_Given problem_:
Can you retype every record below exactly as written?

Input rows start

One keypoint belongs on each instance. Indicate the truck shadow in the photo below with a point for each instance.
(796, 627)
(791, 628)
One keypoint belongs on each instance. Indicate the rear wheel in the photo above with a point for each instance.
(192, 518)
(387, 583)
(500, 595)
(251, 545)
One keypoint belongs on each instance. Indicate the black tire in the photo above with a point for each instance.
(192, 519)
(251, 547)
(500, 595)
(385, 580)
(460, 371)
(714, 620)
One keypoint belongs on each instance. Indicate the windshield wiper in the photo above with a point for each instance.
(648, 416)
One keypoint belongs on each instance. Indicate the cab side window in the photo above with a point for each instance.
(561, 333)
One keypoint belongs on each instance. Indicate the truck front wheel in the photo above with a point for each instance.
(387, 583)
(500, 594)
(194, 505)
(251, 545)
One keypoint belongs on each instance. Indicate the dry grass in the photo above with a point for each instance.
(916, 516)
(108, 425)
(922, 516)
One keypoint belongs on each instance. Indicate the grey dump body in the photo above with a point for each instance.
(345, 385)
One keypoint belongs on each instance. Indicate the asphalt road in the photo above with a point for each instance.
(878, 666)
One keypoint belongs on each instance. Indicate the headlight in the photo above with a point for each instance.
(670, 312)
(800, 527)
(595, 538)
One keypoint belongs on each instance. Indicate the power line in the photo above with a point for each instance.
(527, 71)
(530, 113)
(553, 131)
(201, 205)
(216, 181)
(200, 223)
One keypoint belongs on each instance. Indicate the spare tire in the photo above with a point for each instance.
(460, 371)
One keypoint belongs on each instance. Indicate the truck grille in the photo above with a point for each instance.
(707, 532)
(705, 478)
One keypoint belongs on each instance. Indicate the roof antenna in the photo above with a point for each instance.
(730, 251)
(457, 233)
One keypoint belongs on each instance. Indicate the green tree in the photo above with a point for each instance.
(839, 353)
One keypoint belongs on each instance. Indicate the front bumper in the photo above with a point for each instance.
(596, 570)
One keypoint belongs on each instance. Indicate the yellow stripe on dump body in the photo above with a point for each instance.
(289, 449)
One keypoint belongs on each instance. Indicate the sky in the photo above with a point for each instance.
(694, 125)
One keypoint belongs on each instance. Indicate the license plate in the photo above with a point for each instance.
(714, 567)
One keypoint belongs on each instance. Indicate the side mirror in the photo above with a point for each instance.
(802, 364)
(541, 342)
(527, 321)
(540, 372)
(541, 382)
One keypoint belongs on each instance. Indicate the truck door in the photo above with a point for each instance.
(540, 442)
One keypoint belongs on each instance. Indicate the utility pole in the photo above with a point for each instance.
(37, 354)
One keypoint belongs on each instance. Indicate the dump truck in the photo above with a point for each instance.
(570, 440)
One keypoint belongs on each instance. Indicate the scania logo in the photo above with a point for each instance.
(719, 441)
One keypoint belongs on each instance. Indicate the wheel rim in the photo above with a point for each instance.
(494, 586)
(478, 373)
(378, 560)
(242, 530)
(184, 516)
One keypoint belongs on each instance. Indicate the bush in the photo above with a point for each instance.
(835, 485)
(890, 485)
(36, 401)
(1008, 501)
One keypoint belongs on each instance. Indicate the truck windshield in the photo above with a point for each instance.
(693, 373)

Input rows end

_Solved exercise_:
One keypoint belongs on each instance. Indicate the truck shadow in the photo below with a point for each instance.
(796, 627)
(791, 628)
One keypoint belongs on each instance. Indicate the rear wheel in the photo above with a point for each instance.
(192, 518)
(387, 583)
(500, 595)
(251, 545)
One keypoint belongs on each instance. Indicate the black tire in the photo above with a point for each instance.
(192, 519)
(251, 547)
(500, 595)
(385, 580)
(460, 371)
(714, 620)
One keypoint belongs on each instance. Indicate the windshield wiper in the photo above with a point for each instance.
(648, 416)
One keypoint belongs on each instance. Indicate the cab side window in the photo above with a point for each instance.
(561, 333)
One keypoint belongs on each instance. Indicate the truck front wheel in the photo above with a point for each instance.
(387, 583)
(500, 594)
(194, 505)
(251, 545)
One keypoint belongs on each instance. Indicate the dry grass in the photo above with a point for each instance.
(916, 516)
(108, 425)
(922, 516)
One keypoint belongs on each instance. Indicate the grey dump body in the photo above with a point for each instance.
(345, 385)
One keypoint belongs on each instance. Indicate the asphalt road in the photo above with a point for each instance.
(878, 666)
One keypoint belongs on each instance. Indicate the headlight in the photo above with a point for each instance.
(670, 312)
(800, 527)
(595, 538)
One keypoint belongs on each instance. Indicate the power line in the photo above with a point for each instance.
(527, 71)
(530, 113)
(553, 131)
(201, 205)
(216, 181)
(200, 223)
One keypoint belongs on each instance. Indicate the spare tire in the photo above with a point for each instance.
(460, 371)
One keypoint belongs on each instance. Indicate the truck grille in the photo above with a point for each instance.
(707, 532)
(705, 478)
One keypoint belongs on each instance. Indicate the roof antenna in the photo above with a point for each instance.
(730, 251)
(457, 233)
One keypoint belongs on each instance. Indicate the green tree in the photo above with a point for each instance.
(839, 353)
One keypoint belongs on each instance. Indicate the front bumper in the photo above with a point for each instance.
(596, 570)
One keypoint belongs on each instance. Indicate the yellow stripe on dump body in the photo above with a point for each instance.
(289, 449)
One keypoint belongs on each instance. Indicate the sky in the photo above with a point for each instance.
(694, 125)
One keypoint belongs on each instance. Indicate the license plate in the photo above with a point for each instance.
(714, 567)
One keypoint belongs on each instance. Indicate the side mirror in the photo above with a point for each instance.
(802, 364)
(541, 342)
(527, 321)
(540, 372)
(541, 382)
One keypoint belongs on each instance. Indicate the truck door in the photo above with a point for each instance.
(540, 442)
One keypoint belongs on each instance. Indicate the utility pole in the photo above with a point for each instance.
(37, 354)
One keypoint belongs on each instance. Indicate the dump truck in the photo above with a point for each instance.
(570, 440)
One keypoint belongs on each instance. Indicate the scania logo in the photo above with a point for each instance.
(719, 441)
One keypoint belongs on each instance. Indicate the wheel rim in the photo above with a point for each instance.
(494, 586)
(478, 373)
(378, 560)
(242, 530)
(184, 516)
One keypoint belongs on each instance. Indicate the bush in the photo above with a point for each instance.
(835, 485)
(890, 485)
(36, 401)
(1008, 501)
One keypoint belongs on each instance. Indicate the truck windshield in the photo above with a point for each instance.
(693, 373)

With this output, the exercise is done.